## Saved entries
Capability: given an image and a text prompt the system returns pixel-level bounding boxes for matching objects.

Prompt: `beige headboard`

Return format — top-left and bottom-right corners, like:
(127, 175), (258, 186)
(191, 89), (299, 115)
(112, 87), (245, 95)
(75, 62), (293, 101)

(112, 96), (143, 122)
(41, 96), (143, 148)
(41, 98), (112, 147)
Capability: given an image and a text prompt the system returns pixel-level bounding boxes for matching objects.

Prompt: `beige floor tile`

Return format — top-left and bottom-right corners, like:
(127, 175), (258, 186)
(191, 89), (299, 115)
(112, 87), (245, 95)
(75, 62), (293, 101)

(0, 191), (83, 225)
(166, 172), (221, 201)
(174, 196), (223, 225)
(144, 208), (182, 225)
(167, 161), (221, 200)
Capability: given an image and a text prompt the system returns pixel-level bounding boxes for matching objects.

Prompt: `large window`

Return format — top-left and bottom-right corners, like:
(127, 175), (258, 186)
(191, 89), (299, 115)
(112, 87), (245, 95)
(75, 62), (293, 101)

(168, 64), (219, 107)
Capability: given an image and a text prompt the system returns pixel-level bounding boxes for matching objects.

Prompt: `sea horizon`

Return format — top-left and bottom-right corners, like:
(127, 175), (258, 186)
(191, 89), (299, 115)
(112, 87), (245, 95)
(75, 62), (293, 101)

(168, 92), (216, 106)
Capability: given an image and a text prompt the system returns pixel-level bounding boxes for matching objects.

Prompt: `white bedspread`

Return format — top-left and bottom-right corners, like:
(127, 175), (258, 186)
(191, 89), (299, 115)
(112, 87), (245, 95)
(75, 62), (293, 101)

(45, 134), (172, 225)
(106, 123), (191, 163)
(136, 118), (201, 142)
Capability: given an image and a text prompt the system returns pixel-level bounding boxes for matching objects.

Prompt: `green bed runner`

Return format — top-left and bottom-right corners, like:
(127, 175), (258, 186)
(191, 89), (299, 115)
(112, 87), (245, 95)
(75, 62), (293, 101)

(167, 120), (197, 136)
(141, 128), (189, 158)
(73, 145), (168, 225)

## What the task requires
Above are some records; copy each line there that contains "beige".

## Answer to the problem
Prompt: `beige headboard`
Prompt: `beige floor tile`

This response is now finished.